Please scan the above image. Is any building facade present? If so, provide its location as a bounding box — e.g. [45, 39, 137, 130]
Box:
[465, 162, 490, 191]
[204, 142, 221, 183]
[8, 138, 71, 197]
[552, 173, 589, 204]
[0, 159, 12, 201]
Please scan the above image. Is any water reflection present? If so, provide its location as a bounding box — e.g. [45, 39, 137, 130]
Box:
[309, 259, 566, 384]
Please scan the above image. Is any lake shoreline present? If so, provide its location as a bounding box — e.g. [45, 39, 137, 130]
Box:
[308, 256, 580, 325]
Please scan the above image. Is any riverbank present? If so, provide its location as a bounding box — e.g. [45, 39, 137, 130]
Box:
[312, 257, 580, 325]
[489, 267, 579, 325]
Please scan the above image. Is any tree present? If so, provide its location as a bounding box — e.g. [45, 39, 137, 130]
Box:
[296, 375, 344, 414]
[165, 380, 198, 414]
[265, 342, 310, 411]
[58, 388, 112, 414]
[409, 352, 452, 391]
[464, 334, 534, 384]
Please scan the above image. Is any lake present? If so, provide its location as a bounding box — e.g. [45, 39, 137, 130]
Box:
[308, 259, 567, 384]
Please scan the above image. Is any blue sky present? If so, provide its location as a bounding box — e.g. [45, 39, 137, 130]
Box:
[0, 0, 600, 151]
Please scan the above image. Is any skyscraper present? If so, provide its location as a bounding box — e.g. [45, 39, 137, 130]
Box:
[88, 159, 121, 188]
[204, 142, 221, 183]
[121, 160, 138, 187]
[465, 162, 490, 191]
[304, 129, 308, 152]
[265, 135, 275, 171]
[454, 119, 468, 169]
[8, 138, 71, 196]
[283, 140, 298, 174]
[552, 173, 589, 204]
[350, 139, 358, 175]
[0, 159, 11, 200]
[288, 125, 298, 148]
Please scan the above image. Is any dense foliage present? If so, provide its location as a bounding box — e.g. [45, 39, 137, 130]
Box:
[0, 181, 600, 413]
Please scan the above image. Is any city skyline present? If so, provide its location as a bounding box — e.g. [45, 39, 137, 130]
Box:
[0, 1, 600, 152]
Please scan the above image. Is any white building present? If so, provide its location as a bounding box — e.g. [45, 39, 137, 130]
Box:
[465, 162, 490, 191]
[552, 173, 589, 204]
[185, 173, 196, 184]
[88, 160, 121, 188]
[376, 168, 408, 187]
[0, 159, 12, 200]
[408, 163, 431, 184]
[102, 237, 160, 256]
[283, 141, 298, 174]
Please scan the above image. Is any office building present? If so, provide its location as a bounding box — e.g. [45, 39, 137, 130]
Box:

- - - - -

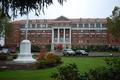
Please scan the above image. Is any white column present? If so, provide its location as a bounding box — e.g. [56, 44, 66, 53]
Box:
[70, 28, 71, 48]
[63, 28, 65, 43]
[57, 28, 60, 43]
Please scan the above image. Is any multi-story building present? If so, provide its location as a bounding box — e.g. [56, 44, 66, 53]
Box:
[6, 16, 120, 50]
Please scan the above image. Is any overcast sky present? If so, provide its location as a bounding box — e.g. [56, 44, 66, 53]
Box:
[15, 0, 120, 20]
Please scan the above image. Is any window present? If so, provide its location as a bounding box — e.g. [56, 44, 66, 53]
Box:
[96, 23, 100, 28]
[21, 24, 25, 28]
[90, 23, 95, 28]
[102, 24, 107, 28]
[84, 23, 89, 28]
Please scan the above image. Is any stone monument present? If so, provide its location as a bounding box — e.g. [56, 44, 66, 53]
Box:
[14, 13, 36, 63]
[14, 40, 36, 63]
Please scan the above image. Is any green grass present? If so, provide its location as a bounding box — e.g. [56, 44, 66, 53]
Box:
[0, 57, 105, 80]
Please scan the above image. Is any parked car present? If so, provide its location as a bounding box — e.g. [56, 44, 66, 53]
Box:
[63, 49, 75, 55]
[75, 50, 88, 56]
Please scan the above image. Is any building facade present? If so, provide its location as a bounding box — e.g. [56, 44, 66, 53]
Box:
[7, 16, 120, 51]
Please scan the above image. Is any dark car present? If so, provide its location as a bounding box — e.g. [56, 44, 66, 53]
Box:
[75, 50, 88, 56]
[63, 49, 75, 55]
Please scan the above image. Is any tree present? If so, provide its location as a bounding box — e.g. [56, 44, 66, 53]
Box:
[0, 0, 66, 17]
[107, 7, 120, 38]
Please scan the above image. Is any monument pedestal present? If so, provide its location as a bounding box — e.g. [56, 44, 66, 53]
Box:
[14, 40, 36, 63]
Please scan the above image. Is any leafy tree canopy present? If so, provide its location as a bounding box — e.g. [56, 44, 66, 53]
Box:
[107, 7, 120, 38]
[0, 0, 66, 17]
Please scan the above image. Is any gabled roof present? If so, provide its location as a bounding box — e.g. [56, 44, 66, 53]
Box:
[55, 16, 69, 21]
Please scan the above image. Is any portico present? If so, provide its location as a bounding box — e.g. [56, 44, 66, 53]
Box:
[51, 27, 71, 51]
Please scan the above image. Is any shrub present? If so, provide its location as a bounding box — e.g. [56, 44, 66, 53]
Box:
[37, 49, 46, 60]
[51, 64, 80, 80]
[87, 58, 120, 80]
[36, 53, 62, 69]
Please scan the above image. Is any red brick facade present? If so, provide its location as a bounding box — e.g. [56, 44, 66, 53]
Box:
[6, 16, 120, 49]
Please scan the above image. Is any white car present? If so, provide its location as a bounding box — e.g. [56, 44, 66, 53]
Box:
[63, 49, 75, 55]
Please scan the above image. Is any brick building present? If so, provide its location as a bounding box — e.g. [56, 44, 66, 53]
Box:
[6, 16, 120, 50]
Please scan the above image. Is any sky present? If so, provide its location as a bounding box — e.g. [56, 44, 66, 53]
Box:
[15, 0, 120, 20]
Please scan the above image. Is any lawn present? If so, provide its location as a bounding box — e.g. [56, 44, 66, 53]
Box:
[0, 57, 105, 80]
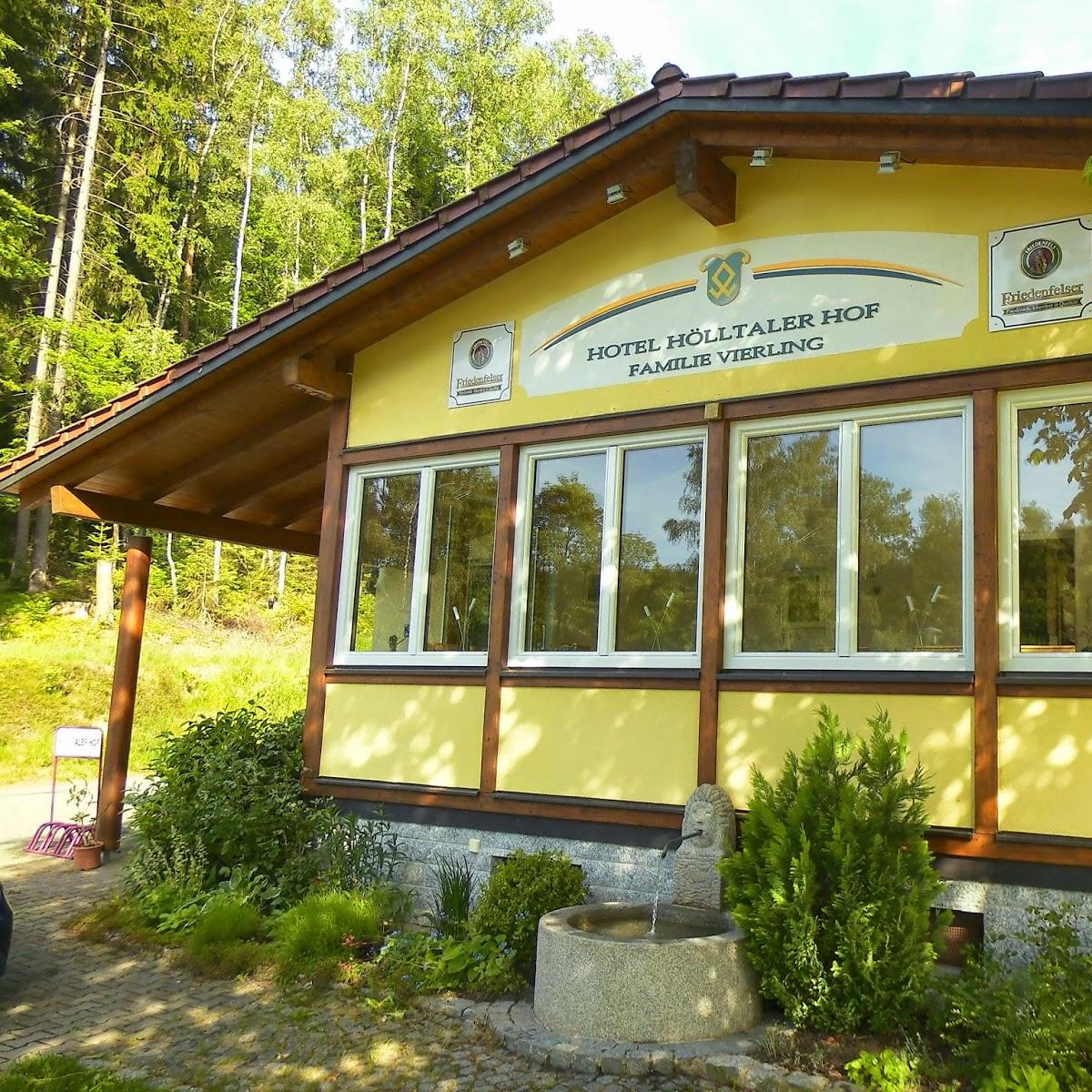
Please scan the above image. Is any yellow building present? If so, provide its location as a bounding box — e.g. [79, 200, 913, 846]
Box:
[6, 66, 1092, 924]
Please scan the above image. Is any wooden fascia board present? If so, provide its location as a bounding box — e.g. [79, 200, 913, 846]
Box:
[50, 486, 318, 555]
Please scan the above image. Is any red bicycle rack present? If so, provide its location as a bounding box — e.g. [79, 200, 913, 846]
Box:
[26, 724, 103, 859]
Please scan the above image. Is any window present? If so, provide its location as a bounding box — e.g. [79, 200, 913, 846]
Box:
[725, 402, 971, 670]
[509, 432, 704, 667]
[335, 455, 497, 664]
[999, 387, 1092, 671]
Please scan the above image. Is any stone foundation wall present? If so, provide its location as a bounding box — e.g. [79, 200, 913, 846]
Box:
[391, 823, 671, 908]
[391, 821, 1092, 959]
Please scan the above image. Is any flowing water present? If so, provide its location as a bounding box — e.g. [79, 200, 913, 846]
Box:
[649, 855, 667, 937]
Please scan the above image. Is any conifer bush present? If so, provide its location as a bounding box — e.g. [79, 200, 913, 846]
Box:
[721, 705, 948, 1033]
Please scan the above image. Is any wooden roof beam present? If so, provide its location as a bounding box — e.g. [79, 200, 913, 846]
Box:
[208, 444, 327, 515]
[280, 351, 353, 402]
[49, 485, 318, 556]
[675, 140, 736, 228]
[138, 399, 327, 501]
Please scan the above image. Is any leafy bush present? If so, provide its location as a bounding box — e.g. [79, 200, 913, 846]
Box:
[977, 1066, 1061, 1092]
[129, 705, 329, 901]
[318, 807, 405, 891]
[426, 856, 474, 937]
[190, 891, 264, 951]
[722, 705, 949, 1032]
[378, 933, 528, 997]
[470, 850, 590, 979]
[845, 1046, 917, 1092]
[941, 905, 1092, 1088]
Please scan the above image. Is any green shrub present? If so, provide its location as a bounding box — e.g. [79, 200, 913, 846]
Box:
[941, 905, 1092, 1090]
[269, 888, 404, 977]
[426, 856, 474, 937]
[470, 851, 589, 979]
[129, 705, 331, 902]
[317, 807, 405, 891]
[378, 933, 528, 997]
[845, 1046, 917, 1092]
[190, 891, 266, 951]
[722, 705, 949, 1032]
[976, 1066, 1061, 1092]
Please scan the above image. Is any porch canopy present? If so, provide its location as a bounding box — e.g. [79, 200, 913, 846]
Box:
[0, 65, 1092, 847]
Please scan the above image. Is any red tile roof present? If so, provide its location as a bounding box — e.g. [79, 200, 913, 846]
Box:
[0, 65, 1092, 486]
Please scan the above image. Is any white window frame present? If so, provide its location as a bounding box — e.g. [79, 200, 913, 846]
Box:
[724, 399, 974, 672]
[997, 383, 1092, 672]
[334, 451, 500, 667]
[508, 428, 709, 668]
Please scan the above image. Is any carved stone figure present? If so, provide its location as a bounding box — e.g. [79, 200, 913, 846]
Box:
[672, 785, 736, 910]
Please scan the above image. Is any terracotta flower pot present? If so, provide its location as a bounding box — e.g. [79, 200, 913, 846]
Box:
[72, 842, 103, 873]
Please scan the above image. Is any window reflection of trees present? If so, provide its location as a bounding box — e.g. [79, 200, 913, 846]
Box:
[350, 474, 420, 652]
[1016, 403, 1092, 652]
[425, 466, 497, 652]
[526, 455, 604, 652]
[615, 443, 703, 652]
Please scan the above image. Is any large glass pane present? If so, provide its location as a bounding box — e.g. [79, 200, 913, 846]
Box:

- - - - -

- [WRITTEN REQUEST]: Format the lines starting with the one containing "Please scan the above image. Is any riverbank" and going on through the one containing "[0, 0, 600, 151]" as a numbered list, with blank lines left out.

- [EXERCISE OUTPUT]:
1. Please scan the above image. Is any riverbank present? If so, provide its location as a bounding box — e.g. [45, 39, 137, 130]
2. Box:
3. [312, 257, 580, 325]
4. [489, 267, 579, 325]
5. Please scan the above image. Is any tree present? If so, provide its location as a bounding box — e.g. [45, 39, 137, 130]
6. Box:
7. [296, 375, 344, 414]
8. [165, 380, 198, 414]
9. [265, 342, 310, 411]
10. [58, 388, 112, 414]
11. [409, 352, 452, 391]
12. [464, 334, 534, 384]
13. Please scan the above image. Is any lake present? If so, provide its location as a bounding box — e.g. [45, 39, 137, 130]
14. Box:
15. [308, 259, 567, 384]
16. Please scan the above image. Is any blue sky present? If so, provide its location as a bounding box — e.g. [45, 39, 137, 130]
17. Box:
18. [0, 0, 600, 151]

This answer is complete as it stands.